Please arrange the rows from the start through the line containing "column 210, row 190" as a two-column CSV with the headers instruction and response, giving one line per text-and-answer pair and putting each value in a single quoted field with line breaks turned into spaces. Leave the pictures out.

(Point-based annotation data)
-- BEGIN --

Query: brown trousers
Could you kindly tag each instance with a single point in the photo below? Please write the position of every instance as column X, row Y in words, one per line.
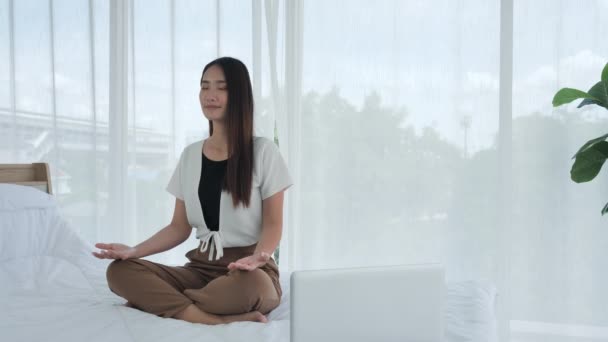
column 167, row 290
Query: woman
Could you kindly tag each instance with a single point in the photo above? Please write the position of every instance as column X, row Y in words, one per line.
column 230, row 188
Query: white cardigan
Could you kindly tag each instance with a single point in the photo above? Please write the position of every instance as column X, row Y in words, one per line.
column 239, row 226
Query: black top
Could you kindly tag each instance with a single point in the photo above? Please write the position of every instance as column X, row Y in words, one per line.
column 210, row 190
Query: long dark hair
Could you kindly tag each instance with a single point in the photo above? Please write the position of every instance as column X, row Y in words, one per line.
column 239, row 128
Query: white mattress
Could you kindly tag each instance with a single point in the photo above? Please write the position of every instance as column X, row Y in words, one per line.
column 53, row 289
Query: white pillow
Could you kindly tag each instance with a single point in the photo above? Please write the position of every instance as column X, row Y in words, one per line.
column 18, row 197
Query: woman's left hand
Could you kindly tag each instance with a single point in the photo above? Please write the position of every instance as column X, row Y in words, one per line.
column 251, row 262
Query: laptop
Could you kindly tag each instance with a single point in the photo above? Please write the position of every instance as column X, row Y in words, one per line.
column 379, row 304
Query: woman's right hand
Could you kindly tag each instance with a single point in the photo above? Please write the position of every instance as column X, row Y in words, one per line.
column 115, row 251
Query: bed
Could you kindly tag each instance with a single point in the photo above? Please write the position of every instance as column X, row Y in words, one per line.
column 53, row 289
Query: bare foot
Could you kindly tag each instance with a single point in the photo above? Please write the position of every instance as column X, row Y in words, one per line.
column 253, row 316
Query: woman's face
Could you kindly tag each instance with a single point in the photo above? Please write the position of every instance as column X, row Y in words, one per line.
column 214, row 94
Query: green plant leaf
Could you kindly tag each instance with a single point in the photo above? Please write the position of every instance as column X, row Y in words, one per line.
column 567, row 95
column 589, row 162
column 600, row 93
column 590, row 143
column 588, row 102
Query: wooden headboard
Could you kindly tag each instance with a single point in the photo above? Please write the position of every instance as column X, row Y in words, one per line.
column 36, row 175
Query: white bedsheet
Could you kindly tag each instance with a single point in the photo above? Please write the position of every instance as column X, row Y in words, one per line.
column 53, row 289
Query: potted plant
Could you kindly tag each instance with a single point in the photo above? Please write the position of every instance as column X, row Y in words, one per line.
column 591, row 156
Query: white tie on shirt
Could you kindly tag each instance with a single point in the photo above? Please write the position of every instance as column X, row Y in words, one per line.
column 216, row 244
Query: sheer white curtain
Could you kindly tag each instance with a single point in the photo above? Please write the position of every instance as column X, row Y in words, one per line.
column 404, row 142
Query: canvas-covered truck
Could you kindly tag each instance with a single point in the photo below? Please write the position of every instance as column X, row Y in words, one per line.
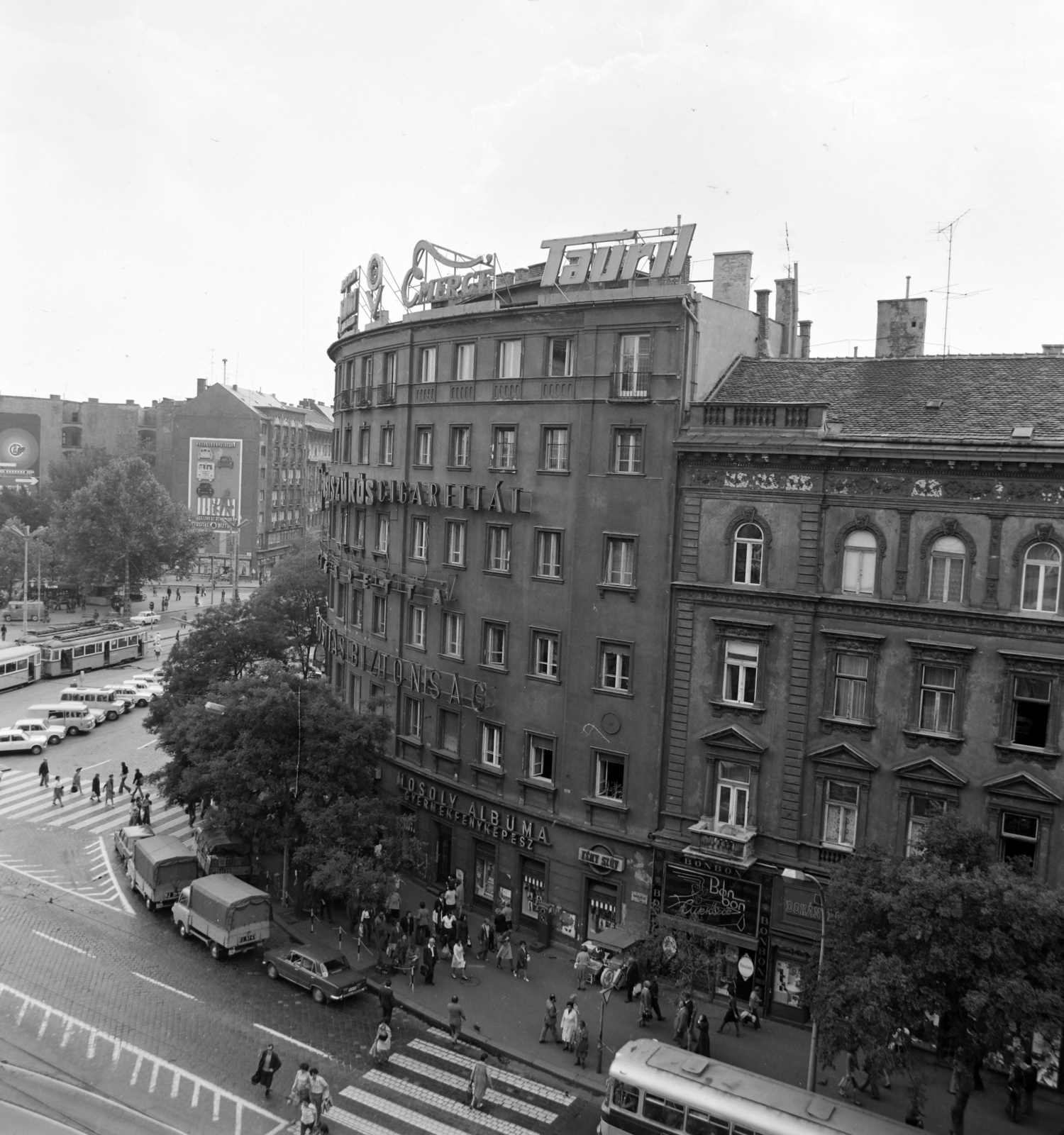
column 159, row 868
column 223, row 911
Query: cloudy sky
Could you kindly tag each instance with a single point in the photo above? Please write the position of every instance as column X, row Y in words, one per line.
column 184, row 182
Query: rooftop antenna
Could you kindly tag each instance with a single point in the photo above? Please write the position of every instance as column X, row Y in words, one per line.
column 948, row 230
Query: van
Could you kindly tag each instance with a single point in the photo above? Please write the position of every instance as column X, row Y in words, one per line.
column 113, row 707
column 75, row 715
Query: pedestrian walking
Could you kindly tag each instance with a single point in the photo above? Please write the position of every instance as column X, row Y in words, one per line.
column 521, row 962
column 732, row 1013
column 269, row 1063
column 455, row 1016
column 382, row 1047
column 387, row 1002
column 570, row 1021
column 550, row 1021
column 480, row 1081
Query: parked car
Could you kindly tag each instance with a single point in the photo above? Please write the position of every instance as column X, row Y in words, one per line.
column 127, row 838
column 49, row 731
column 325, row 972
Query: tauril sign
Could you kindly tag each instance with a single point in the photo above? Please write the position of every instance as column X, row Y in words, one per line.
column 505, row 826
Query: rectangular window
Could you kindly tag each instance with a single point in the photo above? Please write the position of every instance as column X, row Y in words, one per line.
column 548, row 555
column 560, row 359
column 453, row 644
column 423, row 445
column 504, row 448
column 380, row 542
column 841, row 814
column 545, row 650
column 447, row 724
column 418, row 624
column 851, row 686
column 541, row 758
column 937, row 698
column 741, row 672
column 490, row 745
column 615, row 667
column 455, row 535
column 427, row 372
column 608, row 777
column 1030, row 707
column 494, row 650
column 555, row 458
column 509, row 359
column 458, row 451
column 628, row 451
column 619, row 561
column 498, row 548
column 380, row 616
column 420, row 542
column 733, row 794
column 464, row 359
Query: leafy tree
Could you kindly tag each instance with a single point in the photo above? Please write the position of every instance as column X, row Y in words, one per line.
column 292, row 599
column 950, row 932
column 123, row 527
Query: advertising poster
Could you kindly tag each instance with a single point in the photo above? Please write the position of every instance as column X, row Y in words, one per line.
column 215, row 482
column 19, row 451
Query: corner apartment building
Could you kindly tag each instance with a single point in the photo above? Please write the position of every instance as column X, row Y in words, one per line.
column 498, row 548
column 867, row 629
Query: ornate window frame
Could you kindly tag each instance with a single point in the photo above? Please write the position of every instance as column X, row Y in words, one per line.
column 950, row 527
column 860, row 524
column 844, row 641
column 950, row 654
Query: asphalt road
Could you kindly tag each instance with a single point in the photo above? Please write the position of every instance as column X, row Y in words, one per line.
column 111, row 1023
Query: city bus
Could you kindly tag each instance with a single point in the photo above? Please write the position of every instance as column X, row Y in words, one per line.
column 19, row 665
column 656, row 1089
column 68, row 653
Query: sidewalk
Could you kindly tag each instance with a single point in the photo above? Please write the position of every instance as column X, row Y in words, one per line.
column 505, row 1017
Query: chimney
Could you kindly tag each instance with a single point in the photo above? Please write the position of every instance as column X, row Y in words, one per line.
column 732, row 278
column 899, row 327
column 787, row 312
column 763, row 294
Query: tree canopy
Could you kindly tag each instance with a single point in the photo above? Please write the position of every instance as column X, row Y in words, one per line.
column 950, row 931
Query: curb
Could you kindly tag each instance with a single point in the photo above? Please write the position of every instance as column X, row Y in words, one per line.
column 497, row 1050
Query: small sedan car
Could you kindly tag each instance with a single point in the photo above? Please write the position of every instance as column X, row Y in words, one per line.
column 326, row 973
column 126, row 839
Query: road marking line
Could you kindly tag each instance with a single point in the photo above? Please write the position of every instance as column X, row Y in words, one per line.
column 144, row 978
column 76, row 949
column 292, row 1040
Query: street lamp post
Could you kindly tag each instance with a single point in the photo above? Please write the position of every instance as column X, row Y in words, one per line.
column 801, row 877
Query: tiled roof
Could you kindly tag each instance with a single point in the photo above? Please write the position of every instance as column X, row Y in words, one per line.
column 982, row 397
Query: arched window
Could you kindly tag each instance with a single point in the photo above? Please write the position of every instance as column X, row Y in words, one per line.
column 946, row 577
column 1041, row 578
column 859, row 562
column 749, row 554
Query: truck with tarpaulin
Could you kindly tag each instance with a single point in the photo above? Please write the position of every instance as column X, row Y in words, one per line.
column 229, row 915
column 159, row 868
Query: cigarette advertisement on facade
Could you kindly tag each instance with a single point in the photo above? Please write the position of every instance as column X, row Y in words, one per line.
column 215, row 482
column 19, row 451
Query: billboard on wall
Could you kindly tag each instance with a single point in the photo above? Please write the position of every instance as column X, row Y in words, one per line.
column 19, row 450
column 215, row 482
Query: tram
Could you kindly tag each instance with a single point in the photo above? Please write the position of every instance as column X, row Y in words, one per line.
column 67, row 653
column 19, row 665
column 655, row 1089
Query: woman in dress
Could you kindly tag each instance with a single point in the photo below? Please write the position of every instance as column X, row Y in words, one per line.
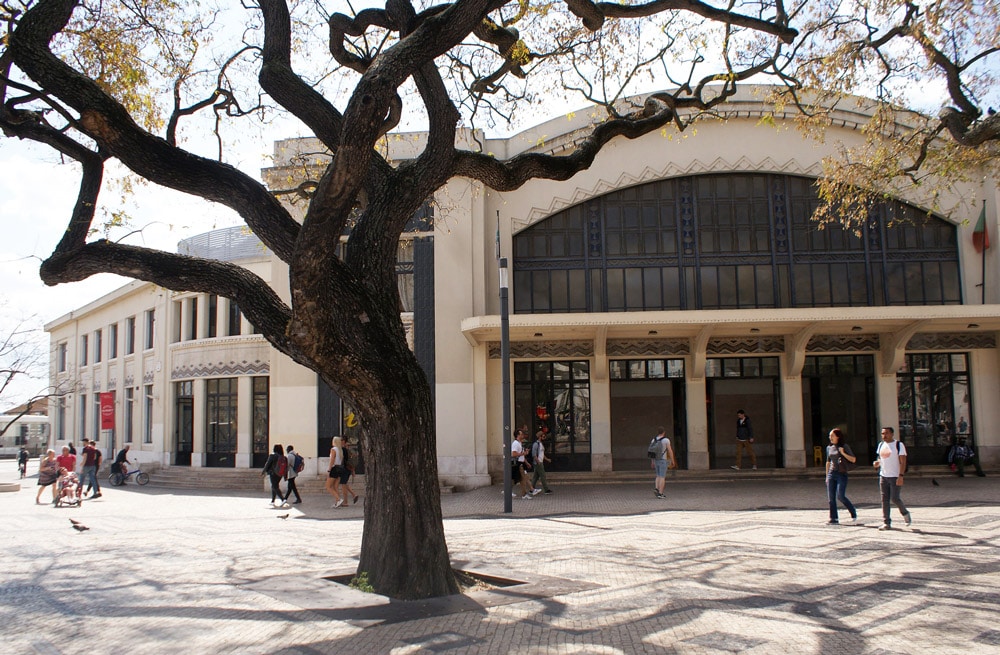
column 336, row 471
column 838, row 455
column 48, row 474
column 272, row 468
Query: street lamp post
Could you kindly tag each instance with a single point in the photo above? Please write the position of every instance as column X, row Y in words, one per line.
column 505, row 381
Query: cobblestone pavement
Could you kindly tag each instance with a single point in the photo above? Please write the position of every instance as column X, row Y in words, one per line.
column 720, row 567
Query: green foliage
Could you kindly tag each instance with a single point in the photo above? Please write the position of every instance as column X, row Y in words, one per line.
column 360, row 582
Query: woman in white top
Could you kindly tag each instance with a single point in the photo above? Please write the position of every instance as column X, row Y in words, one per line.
column 336, row 469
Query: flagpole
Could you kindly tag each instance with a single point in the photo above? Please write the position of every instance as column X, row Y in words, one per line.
column 985, row 232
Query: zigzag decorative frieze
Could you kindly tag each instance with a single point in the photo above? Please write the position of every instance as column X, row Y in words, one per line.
column 843, row 343
column 745, row 346
column 953, row 341
column 719, row 165
column 221, row 369
column 648, row 347
column 544, row 349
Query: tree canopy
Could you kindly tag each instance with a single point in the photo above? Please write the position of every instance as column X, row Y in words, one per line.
column 139, row 85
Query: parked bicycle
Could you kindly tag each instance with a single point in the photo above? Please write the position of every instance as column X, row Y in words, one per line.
column 117, row 478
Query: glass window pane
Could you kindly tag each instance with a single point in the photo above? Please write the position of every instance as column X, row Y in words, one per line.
column 731, row 367
column 656, row 368
column 770, row 367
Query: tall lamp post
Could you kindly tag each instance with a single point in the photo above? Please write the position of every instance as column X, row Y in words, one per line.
column 505, row 379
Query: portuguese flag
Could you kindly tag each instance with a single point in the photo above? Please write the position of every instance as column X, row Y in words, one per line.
column 980, row 236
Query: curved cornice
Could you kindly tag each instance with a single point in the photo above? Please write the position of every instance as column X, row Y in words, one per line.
column 649, row 174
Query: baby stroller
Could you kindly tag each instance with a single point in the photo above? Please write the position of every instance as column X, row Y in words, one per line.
column 68, row 491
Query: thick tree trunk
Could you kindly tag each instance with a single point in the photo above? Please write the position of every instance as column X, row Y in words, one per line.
column 403, row 547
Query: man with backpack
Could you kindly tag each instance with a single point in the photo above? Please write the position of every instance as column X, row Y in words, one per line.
column 658, row 451
column 538, row 460
column 891, row 464
column 293, row 468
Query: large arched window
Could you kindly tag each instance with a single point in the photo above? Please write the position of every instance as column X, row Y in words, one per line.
column 729, row 241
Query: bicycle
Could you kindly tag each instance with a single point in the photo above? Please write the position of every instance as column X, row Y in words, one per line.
column 117, row 478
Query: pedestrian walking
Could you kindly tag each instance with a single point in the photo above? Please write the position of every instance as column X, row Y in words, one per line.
column 48, row 475
column 538, row 459
column 91, row 464
column 336, row 471
column 839, row 460
column 291, row 474
column 744, row 440
column 22, row 461
column 519, row 470
column 891, row 464
column 275, row 468
column 663, row 455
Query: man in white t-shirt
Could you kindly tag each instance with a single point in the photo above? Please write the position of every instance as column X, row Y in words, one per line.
column 891, row 463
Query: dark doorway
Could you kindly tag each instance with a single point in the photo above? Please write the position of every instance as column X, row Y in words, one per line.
column 554, row 398
column 646, row 394
column 184, row 420
column 838, row 391
column 759, row 397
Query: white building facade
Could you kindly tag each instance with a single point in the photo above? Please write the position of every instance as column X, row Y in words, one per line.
column 672, row 283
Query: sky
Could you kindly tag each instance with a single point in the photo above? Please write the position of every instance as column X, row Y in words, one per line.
column 37, row 193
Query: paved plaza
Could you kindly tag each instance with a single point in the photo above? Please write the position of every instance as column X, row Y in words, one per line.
column 728, row 566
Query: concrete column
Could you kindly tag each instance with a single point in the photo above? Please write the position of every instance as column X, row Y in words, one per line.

-- END --

**Solution to this problem:**
instruction,response
"Query: brown trousers Could you kindly tag each instance with a single point in the photo below? Please write the position of every instance as column X, row Y in words, one per line.","column 167, row 290"
"Query: woman Could you kindly tag each instance with a single point in the photo above? Please write the position of every instance as column X, row Y in words, one per line.","column 230, row 188"
"Query: white cardigan Could you kindly tag each instance with a single point in the photo above? Please write the position of every instance as column X, row Y in words, one per line.","column 239, row 226"
"Query: black top Could you kindly tag each instance with a single point in the photo above? Please write the position of every instance as column X, row Y in words, one per line.","column 210, row 190"